** begin DATASET CONTENT **

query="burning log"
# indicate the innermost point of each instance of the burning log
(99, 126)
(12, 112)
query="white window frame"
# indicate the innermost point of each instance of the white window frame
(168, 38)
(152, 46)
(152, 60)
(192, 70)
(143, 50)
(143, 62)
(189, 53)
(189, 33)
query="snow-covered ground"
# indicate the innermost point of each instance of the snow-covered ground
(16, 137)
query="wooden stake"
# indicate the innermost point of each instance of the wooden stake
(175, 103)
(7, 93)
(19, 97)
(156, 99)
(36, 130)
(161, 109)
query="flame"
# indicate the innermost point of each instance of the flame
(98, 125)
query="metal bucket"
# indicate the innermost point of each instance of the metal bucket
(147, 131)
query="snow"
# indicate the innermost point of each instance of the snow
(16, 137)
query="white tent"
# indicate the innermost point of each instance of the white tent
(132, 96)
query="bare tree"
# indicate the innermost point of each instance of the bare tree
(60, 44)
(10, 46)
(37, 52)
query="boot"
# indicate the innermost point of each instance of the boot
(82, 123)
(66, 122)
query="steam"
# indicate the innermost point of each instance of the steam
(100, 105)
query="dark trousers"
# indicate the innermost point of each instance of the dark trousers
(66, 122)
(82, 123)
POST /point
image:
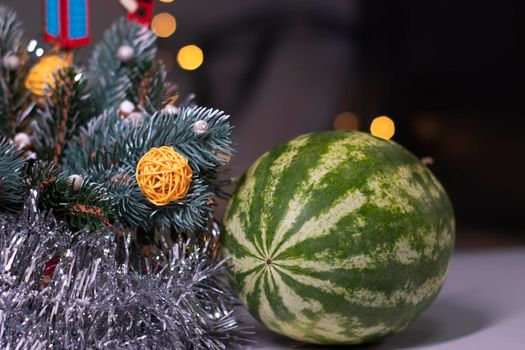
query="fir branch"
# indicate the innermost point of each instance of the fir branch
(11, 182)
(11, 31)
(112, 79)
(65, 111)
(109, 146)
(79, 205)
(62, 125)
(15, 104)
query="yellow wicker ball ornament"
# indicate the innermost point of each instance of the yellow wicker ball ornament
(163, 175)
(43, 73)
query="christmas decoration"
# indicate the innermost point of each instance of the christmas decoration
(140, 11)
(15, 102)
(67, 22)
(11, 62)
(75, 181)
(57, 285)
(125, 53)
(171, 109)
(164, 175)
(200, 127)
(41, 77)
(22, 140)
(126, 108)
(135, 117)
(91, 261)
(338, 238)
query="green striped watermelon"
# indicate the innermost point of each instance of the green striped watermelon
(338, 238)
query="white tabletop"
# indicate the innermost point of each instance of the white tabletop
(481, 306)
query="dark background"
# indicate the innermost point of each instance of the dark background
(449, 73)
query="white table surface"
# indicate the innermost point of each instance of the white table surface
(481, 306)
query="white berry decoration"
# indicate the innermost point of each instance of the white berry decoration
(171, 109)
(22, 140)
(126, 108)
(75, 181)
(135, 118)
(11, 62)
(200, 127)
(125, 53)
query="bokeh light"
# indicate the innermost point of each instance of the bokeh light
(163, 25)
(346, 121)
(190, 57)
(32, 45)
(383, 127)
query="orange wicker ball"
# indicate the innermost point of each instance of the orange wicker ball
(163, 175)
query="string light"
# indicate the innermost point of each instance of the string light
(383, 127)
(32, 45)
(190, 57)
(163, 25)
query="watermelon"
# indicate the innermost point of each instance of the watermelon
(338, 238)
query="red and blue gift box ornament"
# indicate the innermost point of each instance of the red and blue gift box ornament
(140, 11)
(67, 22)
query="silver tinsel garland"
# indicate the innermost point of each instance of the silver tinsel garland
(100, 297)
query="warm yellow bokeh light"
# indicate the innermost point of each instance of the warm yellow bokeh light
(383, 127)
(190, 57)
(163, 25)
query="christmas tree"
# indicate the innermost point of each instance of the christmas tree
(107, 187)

** end DATASET CONTENT **
** begin DATASET CONTENT **

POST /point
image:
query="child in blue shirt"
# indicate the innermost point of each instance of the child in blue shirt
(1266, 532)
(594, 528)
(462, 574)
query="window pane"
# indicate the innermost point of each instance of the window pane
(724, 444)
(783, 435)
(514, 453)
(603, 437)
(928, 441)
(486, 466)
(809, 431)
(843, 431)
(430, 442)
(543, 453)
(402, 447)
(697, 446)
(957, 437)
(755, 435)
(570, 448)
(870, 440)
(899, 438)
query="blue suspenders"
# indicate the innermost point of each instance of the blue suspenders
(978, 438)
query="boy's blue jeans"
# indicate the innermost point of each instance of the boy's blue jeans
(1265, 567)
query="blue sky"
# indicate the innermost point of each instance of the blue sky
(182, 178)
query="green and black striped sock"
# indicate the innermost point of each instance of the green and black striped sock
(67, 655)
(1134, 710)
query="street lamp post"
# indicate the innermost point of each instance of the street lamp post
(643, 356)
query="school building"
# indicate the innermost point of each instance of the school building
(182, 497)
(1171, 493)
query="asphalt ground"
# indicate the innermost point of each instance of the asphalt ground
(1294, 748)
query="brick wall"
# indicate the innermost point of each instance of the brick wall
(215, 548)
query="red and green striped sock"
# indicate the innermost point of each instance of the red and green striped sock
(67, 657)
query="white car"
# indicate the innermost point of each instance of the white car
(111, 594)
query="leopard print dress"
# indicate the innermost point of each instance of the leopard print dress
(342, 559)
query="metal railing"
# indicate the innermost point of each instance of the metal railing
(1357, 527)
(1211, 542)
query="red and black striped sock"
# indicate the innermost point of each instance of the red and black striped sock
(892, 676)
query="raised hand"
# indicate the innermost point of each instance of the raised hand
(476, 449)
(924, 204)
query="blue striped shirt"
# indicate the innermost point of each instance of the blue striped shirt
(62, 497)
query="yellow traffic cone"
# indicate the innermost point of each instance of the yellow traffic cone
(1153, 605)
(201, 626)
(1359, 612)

** end DATASET CONTENT **
** begin DATASET CONTENT **

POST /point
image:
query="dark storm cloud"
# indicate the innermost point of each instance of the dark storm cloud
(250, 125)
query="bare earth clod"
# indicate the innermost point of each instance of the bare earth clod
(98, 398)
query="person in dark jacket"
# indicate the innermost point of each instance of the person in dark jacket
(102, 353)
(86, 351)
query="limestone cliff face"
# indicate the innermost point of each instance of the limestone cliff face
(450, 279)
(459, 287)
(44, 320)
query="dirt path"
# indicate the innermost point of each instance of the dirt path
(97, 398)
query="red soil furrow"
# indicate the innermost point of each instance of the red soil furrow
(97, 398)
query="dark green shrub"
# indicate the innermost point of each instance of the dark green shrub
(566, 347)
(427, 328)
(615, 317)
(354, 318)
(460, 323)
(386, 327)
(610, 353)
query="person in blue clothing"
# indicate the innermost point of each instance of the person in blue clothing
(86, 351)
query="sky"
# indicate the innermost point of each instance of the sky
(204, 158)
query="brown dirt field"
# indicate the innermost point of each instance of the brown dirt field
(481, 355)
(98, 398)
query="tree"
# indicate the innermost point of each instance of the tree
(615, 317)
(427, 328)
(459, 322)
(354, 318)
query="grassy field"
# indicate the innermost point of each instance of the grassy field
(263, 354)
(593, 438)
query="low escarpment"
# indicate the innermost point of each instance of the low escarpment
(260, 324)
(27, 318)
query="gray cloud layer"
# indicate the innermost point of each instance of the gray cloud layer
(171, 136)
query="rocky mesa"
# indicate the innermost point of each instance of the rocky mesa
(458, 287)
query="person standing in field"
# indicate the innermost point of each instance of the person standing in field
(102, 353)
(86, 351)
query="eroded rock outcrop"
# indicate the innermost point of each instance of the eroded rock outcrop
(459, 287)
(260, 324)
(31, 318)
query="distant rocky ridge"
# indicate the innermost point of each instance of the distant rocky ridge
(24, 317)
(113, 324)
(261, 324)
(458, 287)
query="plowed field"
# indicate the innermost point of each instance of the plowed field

** end DATASET CONTENT **

*PROBLEM*. Please extract every line of the data above that contains the string "asphalt", and copy each one.

*PROBLEM SOLUTION*.
query="asphalt ground"
# indicate the innermost point of each instance of the asphalt ground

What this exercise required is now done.